Retype exactly the lines that start at the line with "of the interior" and end at the final line, both included, and leave out every picture.

ITEMS →
══════════════════════════════
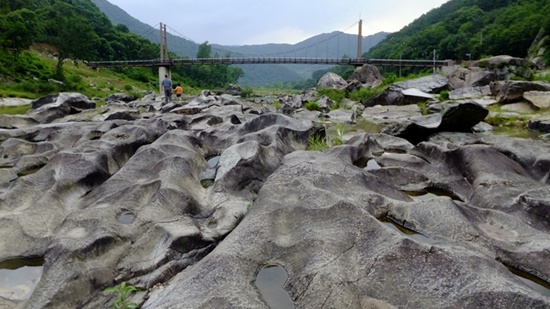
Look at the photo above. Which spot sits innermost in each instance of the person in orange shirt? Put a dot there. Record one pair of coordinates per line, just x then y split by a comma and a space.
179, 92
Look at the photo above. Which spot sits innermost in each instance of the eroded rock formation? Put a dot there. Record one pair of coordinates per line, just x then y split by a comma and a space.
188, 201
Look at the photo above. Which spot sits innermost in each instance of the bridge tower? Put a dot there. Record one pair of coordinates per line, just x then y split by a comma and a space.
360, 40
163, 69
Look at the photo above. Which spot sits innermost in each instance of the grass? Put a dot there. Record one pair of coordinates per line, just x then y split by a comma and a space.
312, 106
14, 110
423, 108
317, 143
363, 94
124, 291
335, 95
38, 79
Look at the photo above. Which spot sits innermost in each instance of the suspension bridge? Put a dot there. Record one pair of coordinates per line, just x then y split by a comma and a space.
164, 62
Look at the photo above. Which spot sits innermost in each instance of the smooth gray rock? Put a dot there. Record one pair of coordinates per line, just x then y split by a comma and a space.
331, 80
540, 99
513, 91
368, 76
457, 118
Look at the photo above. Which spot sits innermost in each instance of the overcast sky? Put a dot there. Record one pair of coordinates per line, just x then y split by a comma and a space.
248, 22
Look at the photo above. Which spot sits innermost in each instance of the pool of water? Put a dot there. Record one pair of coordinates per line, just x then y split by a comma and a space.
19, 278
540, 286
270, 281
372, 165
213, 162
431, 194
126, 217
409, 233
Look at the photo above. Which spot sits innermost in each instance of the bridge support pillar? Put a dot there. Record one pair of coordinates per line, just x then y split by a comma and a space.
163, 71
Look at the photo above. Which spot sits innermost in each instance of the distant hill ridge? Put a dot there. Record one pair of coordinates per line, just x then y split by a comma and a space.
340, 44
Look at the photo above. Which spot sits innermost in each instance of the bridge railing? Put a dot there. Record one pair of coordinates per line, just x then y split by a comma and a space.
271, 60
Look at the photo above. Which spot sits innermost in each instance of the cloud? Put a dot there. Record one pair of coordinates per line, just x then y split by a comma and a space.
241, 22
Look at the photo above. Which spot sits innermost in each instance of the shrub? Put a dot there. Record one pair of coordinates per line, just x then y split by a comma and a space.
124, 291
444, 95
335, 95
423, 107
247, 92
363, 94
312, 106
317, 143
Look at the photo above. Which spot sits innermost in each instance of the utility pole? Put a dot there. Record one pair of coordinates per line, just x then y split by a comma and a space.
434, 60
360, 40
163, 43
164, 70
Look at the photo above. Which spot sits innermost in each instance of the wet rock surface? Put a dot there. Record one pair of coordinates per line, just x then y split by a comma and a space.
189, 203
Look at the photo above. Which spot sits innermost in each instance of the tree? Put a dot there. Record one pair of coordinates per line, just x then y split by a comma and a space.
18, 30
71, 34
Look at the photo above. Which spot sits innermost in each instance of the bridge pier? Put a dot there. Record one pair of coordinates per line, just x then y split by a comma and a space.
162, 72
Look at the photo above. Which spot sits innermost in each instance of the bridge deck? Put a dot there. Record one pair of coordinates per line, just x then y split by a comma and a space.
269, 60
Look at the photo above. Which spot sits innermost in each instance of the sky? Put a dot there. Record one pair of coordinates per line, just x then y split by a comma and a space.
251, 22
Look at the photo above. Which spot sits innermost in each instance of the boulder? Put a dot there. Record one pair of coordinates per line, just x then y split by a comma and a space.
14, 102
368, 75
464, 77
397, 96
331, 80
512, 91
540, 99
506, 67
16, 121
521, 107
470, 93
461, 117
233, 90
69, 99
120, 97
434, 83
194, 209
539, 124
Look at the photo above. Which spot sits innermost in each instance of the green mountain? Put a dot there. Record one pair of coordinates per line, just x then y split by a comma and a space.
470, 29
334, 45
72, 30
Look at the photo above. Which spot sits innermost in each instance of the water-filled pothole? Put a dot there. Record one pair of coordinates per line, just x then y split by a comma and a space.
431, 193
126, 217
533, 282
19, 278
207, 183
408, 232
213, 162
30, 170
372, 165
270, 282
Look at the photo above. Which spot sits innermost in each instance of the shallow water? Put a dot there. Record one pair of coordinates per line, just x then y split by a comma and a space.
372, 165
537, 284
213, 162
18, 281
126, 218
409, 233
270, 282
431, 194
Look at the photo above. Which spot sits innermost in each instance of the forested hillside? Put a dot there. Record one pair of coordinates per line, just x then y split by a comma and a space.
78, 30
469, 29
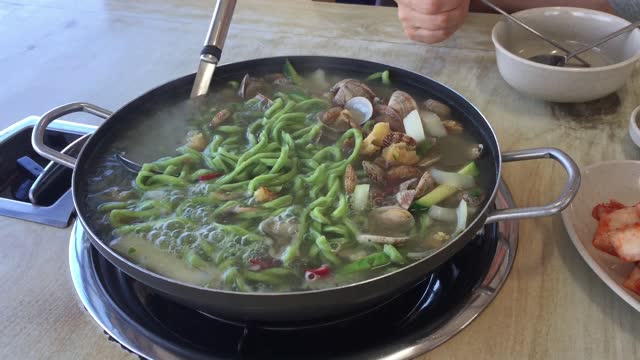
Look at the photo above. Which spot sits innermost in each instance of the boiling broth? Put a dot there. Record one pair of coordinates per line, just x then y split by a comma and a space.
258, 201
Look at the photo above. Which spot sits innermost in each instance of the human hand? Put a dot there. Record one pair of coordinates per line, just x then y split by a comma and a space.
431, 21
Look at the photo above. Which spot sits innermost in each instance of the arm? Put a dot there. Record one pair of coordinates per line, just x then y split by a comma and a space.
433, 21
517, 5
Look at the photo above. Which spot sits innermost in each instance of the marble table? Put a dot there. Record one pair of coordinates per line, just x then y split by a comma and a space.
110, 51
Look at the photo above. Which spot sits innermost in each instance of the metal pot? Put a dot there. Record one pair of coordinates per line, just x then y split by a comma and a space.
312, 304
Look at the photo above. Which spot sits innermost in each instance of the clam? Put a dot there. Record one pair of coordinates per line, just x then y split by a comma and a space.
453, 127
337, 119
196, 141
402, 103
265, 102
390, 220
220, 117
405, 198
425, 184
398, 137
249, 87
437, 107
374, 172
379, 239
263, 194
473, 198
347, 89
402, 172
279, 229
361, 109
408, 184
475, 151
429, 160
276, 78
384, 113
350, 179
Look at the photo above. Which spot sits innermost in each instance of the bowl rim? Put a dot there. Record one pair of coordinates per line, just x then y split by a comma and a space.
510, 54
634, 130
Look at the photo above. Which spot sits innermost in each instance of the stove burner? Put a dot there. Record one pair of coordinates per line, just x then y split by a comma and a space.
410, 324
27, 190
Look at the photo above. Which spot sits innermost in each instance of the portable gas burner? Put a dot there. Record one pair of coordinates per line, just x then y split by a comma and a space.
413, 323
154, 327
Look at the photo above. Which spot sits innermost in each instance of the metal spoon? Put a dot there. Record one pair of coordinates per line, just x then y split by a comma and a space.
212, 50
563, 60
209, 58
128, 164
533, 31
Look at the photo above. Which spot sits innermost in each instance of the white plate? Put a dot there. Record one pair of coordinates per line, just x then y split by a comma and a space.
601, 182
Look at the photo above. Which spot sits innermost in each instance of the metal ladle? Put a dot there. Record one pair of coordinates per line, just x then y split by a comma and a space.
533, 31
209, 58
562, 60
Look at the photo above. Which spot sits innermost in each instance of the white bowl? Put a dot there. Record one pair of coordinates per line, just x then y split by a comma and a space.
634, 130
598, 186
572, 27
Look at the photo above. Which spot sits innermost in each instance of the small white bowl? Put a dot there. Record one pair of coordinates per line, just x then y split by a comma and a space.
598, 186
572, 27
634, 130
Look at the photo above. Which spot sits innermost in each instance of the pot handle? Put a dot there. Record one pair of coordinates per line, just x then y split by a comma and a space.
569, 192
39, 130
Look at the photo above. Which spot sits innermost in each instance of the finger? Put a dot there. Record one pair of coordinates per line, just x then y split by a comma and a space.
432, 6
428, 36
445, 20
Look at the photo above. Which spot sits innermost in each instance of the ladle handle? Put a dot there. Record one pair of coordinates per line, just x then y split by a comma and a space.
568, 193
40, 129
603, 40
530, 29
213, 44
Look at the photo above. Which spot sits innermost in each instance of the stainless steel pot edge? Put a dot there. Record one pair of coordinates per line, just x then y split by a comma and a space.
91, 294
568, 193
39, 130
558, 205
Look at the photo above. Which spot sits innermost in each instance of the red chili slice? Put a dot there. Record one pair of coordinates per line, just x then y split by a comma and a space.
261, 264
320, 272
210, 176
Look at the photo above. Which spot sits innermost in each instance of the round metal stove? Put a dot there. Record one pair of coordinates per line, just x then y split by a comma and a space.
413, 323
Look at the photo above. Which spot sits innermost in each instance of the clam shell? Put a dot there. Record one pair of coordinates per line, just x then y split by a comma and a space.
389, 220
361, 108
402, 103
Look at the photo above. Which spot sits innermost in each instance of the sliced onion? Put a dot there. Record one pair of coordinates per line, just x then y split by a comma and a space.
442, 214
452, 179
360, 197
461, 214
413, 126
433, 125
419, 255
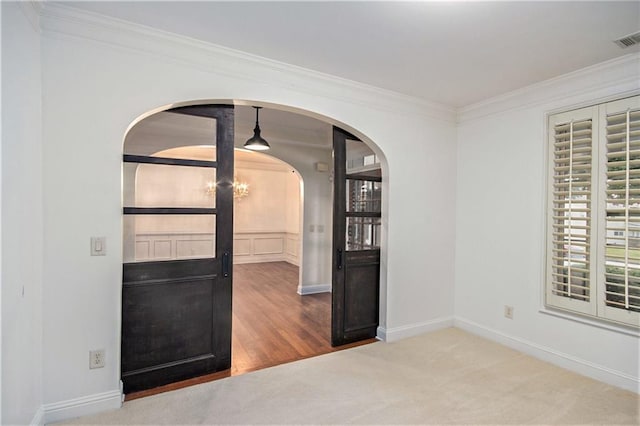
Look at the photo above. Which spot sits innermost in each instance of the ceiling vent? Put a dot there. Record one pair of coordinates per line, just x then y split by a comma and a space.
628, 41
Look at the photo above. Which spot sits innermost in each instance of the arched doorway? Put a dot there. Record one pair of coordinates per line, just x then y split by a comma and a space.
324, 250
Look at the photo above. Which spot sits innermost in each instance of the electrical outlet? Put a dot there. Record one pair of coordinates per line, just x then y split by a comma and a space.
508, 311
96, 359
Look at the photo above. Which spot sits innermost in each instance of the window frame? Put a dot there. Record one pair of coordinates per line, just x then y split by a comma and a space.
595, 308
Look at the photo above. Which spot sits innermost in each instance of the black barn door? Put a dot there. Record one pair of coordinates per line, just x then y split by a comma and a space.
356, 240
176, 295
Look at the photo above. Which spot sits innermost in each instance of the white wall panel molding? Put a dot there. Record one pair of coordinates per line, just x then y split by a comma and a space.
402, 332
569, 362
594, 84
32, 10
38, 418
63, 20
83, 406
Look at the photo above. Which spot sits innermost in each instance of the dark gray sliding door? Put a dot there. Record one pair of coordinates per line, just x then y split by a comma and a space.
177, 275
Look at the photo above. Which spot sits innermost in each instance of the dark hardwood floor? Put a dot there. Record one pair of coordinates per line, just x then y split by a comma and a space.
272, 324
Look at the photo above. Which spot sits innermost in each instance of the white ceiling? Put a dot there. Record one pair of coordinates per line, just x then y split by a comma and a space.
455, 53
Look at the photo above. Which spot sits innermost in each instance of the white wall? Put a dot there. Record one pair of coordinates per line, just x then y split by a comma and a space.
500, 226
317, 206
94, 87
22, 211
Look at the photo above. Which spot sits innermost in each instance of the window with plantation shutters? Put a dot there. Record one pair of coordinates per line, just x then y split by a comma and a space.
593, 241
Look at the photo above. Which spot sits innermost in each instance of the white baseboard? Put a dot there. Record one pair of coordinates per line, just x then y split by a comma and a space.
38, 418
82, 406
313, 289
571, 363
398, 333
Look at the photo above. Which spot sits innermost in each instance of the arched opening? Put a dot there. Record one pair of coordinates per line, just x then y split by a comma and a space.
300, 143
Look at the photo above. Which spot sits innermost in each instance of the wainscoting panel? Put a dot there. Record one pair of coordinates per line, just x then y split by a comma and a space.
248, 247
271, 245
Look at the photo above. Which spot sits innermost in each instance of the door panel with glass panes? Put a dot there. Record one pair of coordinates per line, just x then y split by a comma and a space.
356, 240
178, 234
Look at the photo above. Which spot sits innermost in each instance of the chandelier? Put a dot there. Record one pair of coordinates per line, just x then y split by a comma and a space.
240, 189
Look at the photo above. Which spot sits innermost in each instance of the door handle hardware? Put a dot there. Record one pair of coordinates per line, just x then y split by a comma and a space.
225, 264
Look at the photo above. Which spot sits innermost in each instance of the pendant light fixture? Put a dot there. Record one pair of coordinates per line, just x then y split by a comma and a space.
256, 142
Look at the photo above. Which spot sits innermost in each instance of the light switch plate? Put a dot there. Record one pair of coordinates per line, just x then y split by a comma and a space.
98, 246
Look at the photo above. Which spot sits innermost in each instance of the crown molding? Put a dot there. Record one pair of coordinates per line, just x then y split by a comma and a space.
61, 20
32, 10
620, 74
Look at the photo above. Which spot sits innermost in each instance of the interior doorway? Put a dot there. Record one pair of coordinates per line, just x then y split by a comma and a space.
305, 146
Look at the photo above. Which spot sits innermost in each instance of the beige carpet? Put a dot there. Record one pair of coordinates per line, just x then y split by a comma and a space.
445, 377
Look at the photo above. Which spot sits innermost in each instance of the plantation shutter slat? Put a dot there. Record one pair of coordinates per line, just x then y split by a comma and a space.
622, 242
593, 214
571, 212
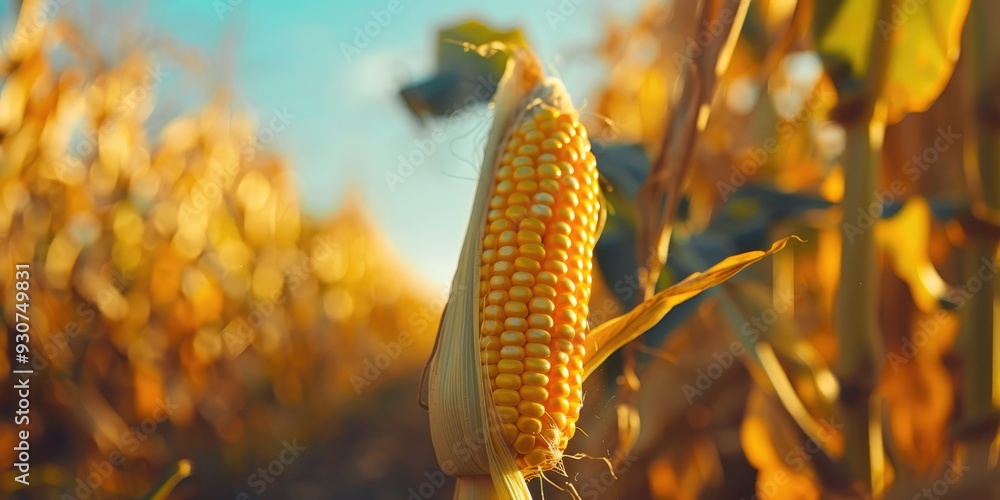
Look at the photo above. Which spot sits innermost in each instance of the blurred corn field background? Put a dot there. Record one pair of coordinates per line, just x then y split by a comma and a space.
══════════════════════════════
COMPLETE OUTPUT →
Look at the photo above. Which spot sits innermost in each instance of the interior doorway? Put a dot there. Record one pair of coordinates per line, just x then y split by a comma and a space.
305, 146
Look at the photo above. Which spot sits innermost in each instance of the beige carpet? Put a dot there. Record one pair of coordinates per line, just x then y split by a comma and a space.
445, 377
Look at the photo above. Which spot sits innermost in each instance of the plantation shutter slat? Put a dot there. Record one pair of coordinates per line, just x then y split by a comma and a space.
622, 242
593, 214
571, 212
Look at the photo above. Which spot sits innermost in each instance of the blurred corn field background? Put a dot there. Record one pair of coordinates per line, just x then y split by a comma and a space.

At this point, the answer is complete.